In January, I wrote a blog about Lui’Ka, my Chinese Shar-Pei, and how age was starting to catch up to her.  When I wrote the blog I knew our time with her was limited and the day was approaching where a decision would have to be made or nature would take its course. On Friday, two days before her 15th birthday, she passed away.

Thursday morning, she was an old dog who could move around on her own, albeit a bit gingerly but she was able to get up and go outside when she needed to.  Thursday night, she wasn’t able to stand up without help.

We were getting ready for bed Thursday night when one of my sons came in to tell us something was wrong with Lui’Ka.  “Mommy, her legs won’t work.”  She must have had some sort of mild stroke because she could walk if we helped her get up, but once she lay down it was as if she couldn’t get her muscles to respond to help her stand back up.  Lui’Ka did not want to sleep on her bed, she seemed to want to be outside beside the Koi Pond, so we carried her outside and made her comfortable beside the pond.  It had become her favorite spot in our yard.  She liked to lie on the slate slab over the skimmer and watch the Koi swim.  I personally think she also liked being able to lean over and get a drink out of what she viewed as a large water dish.

------------------------------------------------------------

● **Tasks for this exercise**
A. In the records below, replace "hi-vis vest" with "reflective vest" and write them out again, leaving everything else unchanged.
B. Carry on the blog post about Lui’Ka, the Shar-Pei, beginning after its last sentence.

● **Location-identification items**
------------------------------------------------------------

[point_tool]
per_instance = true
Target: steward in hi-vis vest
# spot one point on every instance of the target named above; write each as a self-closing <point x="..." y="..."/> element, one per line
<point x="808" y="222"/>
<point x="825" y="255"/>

------------------------------------------------------------

● **Expected responses**
A.
[point_tool]
per_instance = true
Target: steward in reflective vest
# spot one point on every instance of the target named above; write each as a self-closing <point x="..." y="..."/> element, one per line
<point x="808" y="222"/>
<point x="825" y="255"/>

B.
We stayed outside with her for awhile before coming in to put the boys to bed and prepare them for what was going to happen next.  I have to admit that a part of me still hoped she’d go in her sleep, but it was not to be that easy.  The next morning there was no doubt that another stroke had happened and the end was near.  A call was made to the veterinarians office to let them know what had happened and that we’d be coming in as soon as they could take us.

Lui’Ka left this world with the feel of my oldest son’s hand stroking her fur and the knowledge that she was loved.

Rest in peace my friend.

Lui'Ka by the Koi Pond

Lui’Ka by the Koi Pond

We plan to move an iris bed from one part of our yard to curve around the side of the pond.  When we get her ashes back, we’ll put them on the irises so that she will always be beside the pond.  I’d like to find a nice concrete statue of a sleeping Shar-Pei to go in the garden in memory of her.  If anyone has seen a statue like this, please let me know.

Mairead Walpole is the pen name for a somewhat introverted project and contract manager who has 20+ years of business and technical writing under her belt. In her spare time, Mairead writes paranormal romance among other genres. Her first novel, “A Love Out of Time” is available through Second Wind Publishing (www.secondwindpublishing.com) or Amazon.com.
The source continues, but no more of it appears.